**PROBLÈMES À RÉSOUDRE**
(a) D'après l'extrait sur l'économie japonaise, pourquoi le Japon n'a-t-il pas besoin d'un choc d'offre ou de productivité ? Répondez en une à trois phrases.
(b) Poursuivez l'extrait sur l'économie japonaise à partir de sa dernière phrase.

##### TEXTE SÉLECTIONNÉ #####

L’investisseur a encore de quoi s’amuser au Japon. Il y a très bon réseau de small cap et de mid cap japonaises dans la robotique, dans les jeux vidéo, dans beaucoup de secteurs. Les Japonais sont bien positionnés dans de nombreux secteurs du futur. Il s’agit d’une belle réussite sur le plan technique, ingénieurial. Il y a des beaux fleurons.

En macroéconomie, les économistes depuis 25 ans passent leurs temps à critiquer le Japon. Il y a un problème de stratégie macroéconomique et essentiellement de politique monétaire. Mais dans le même temps, il y a un beau terrain de jeu pour l’investisseur car la microéconomie japonaise est excellente.

On ne peut pas dire que le Japon a besoin d’un choc d’offre, d’un choc de productivité. Les gains de productivité au Japon sont alignés avec ceux des Etats-Unis. Le Japon est à la frontière technologique. Le Japon n’est vraiment pas loin des meilleurs et presque toujours sur le podium du point de vue des qualités d’offres, des qualités de la main d’œuvre, de la qualité de la technologie.

Le problème du Japon est vraiment un problème macroéconomique et démographique.  

Que pouvons-nous retenir en tant qu’Européens ?

Pour se sortir de ce piège déflationniste, il faudra – au stade où nous en sommes maintenant – des efforts soutenus. Non seulement une détente monétaire, une dévaluation de l’euro qui coûte trop cher, de le demander de façon insistante. Cela suppose un corps social et derrière un corps politique qui soient soudés face aux banquiers centraux qui ont toujours un biais restrictif.

Tous les anciens de la Banque du Japon aujourd’hui sont sous-directeur ou vice-président de la Banque des règlements internationaux. Ils n’ont jamais été sanctionnés ces gens-là. Tout ce qu’ils ont fait de mal pendant vingt-cinq ans ne leur a jamais valu aucune sanction. Un acteur central comme un banquier central indépendant, c’est quelqu’un qui ne sera jamais sanctionné. Quand il monte les taux alors qu’il ne devrait pas le faire, quand il laisse pourrir une situation avec une monnaie trop chère, ce genre de problèmes ne leur vaudra aucune sanction.

##### DONNÉES FOURNIES #####

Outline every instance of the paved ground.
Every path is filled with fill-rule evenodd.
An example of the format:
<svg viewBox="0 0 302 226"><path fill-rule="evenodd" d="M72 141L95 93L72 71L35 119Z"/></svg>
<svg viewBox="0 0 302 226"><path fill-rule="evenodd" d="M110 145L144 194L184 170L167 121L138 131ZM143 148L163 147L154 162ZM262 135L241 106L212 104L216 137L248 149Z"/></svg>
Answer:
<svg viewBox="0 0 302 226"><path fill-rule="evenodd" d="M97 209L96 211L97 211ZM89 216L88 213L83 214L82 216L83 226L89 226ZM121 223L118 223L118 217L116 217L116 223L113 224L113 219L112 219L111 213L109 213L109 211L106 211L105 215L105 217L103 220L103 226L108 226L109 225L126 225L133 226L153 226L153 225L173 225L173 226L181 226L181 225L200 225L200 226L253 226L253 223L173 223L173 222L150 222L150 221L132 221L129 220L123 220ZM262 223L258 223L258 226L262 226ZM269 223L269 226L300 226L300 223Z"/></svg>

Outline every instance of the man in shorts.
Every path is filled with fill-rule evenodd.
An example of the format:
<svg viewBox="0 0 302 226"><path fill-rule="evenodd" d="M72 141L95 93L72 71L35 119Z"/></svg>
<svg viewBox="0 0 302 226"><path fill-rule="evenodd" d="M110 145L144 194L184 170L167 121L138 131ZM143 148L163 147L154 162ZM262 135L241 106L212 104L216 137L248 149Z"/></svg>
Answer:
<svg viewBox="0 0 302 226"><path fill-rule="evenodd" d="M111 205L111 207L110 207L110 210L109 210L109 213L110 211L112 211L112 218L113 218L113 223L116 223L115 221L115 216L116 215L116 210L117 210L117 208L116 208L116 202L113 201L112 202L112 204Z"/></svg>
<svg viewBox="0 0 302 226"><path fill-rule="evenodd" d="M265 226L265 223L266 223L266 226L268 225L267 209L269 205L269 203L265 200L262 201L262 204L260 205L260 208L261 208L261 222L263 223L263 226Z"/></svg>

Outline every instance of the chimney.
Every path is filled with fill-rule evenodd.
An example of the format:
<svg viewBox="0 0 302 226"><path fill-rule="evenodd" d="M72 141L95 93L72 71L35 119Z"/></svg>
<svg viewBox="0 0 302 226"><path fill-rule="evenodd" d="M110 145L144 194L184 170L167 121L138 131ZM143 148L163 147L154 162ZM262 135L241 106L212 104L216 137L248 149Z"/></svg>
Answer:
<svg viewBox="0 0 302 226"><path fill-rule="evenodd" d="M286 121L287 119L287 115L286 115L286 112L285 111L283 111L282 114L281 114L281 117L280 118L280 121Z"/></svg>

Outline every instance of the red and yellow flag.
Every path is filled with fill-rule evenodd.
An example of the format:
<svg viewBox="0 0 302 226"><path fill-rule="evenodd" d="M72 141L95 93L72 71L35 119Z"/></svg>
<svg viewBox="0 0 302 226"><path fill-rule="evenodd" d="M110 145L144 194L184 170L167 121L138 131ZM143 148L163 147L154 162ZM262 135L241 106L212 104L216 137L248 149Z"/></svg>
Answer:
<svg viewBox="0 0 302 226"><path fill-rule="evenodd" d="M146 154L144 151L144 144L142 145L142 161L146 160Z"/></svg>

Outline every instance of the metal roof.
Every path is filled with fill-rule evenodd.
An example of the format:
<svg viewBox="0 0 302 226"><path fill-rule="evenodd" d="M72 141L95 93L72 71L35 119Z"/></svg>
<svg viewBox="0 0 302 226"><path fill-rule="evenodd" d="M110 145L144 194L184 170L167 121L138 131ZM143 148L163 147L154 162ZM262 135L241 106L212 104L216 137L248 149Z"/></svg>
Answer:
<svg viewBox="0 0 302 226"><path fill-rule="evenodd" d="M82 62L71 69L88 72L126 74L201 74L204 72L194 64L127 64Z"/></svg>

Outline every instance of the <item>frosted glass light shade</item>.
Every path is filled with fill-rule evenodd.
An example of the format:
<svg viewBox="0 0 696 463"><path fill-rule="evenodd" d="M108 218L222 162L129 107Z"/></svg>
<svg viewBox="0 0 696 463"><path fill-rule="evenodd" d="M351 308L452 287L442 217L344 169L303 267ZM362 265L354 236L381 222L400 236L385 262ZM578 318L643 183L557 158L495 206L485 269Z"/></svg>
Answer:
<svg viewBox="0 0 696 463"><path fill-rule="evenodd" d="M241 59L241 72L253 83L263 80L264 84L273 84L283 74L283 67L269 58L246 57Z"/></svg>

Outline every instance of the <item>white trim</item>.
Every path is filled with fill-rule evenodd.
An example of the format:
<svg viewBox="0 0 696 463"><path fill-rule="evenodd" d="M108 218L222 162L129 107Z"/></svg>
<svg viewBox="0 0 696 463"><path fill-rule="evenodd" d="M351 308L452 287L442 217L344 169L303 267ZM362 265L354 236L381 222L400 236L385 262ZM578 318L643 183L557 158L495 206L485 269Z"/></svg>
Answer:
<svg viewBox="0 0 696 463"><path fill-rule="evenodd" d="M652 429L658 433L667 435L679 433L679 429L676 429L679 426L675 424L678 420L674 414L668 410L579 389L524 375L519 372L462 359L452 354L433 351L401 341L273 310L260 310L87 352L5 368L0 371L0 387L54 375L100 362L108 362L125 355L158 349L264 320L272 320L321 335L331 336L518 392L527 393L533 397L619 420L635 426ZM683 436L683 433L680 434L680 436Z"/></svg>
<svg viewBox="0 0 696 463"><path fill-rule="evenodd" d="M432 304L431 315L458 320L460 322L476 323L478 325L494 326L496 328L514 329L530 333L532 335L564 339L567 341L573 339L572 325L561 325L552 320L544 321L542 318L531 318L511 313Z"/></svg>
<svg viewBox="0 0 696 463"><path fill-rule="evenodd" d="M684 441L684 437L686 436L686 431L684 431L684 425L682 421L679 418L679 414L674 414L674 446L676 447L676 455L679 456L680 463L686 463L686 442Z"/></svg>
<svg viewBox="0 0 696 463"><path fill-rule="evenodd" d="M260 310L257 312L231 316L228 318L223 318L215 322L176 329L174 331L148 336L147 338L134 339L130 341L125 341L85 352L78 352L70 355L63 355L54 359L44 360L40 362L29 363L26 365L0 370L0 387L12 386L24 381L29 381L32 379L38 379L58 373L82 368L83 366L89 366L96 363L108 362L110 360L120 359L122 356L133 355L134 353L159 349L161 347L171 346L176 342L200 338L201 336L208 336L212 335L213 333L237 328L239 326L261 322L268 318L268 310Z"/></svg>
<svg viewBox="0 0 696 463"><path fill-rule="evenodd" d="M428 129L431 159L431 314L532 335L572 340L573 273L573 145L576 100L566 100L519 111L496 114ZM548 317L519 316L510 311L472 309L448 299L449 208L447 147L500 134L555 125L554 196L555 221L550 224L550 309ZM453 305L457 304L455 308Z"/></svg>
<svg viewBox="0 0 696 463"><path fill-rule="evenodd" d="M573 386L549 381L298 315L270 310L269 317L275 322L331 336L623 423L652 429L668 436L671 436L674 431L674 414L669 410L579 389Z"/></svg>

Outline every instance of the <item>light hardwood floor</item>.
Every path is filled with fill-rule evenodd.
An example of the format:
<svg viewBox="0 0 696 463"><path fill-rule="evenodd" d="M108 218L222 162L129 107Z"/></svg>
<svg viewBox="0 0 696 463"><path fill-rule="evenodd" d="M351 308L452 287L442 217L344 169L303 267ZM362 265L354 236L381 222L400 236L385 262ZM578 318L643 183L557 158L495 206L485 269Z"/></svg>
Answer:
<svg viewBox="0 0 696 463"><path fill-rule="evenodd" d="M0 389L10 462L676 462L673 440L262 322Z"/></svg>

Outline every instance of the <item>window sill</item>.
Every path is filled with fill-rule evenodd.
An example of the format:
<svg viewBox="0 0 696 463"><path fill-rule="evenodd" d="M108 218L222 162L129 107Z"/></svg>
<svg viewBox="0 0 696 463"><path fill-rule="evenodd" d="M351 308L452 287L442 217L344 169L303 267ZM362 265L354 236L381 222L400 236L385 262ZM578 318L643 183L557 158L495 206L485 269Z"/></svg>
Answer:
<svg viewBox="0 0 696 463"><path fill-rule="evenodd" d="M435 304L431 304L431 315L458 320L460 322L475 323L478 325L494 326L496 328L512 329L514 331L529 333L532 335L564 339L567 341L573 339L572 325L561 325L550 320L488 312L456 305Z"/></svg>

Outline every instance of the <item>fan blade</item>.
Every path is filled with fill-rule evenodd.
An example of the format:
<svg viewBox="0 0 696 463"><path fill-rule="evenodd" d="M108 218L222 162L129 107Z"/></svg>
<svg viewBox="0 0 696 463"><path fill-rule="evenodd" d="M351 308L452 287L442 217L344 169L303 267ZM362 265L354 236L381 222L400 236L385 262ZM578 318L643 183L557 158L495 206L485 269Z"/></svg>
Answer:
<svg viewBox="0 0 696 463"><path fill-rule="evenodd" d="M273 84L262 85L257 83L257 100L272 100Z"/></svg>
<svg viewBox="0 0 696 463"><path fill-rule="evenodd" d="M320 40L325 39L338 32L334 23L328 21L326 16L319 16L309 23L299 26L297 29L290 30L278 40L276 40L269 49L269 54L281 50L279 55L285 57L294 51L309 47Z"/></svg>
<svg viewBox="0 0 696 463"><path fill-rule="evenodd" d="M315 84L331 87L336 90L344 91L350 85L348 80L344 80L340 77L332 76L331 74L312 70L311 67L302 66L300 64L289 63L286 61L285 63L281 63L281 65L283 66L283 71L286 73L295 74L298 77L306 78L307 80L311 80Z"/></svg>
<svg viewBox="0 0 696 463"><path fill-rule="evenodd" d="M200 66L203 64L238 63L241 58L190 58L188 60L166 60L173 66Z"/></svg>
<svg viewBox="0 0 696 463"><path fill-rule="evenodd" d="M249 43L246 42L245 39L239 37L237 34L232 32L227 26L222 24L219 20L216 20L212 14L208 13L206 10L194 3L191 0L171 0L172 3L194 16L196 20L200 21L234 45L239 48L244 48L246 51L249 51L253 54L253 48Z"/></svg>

#####

**RÉPONSES PAR POINT**
(a) Les gains de productivité du Japon sont alignés sur ceux des États-Unis, et le pays se trouve à la frontière technologique. Il figure presque toujours sur le podium pour la qualité de l'offre, de la main-d'œuvre et de la technologie. Son problème est d'ordre macroéconomique et démographique.

(b)
La leçon du Japon est qu’il faut être très soudé face à ces gens-là. Il faut appliquer la même méthode que Shinzo Abe. Dès qu’il était arrivé, il avait fait comprendre qu’il changerait la composition du comité de politique monétaire pour laisser rentrer des gens plus accommodants, des  gens plus « dovish », des colombes, en opposition par rapport aux faucons. Il faudrait faire cela s’il y avait une politique plus unifiée en Europe pour faire pression sur les décisions. Malheureusement en Europe, il faudrait un gouvernement plus combatif. Il faudrait cette continuité pour faire pression sur la BCE non seulement pendant des mois et des années tant que les anticipations ne sont pas à nouveau en retrait, tant que l’euro n’est pas au niveau du dollar, tant que l’on n’a pas retrouvé un fonctionnement normal de l’économie qui permette d’autoriser le fait que les taux remontent sans que cela soit pénalisant. Tant que l’on n’a pas une inflation à 2%, il faut faire pression sur la BCE. Sinon cela se terminera comme aux Etats-Unis où ils ont fini par reprendre complètement la main sur la politique monétaire à la fin des années 30, après beaucoup d’erreurs de la FED, ils ont fini par reprendre le contrôle de la Banque Centrale. Il n’y avait plus d’indépendance de la Banque Centrale. Cela pourrait se produire pour la BCE. Cela alimente le populisme.

Lorsque l’on évoque la japonisation aujourd’hui en Europe, c’est encore gentil. Le terme de « japonisation » était méchant il y a quinze ans ou il y a même encore cinq ans. Aujourd’hui au Japon le taux de chômage est très faible. Au Japon, il n’y a pas de populistes ou très peu. Au Japon, vous êtes en sécurité même dans le pire  des quartiers au-delà de 23 heures.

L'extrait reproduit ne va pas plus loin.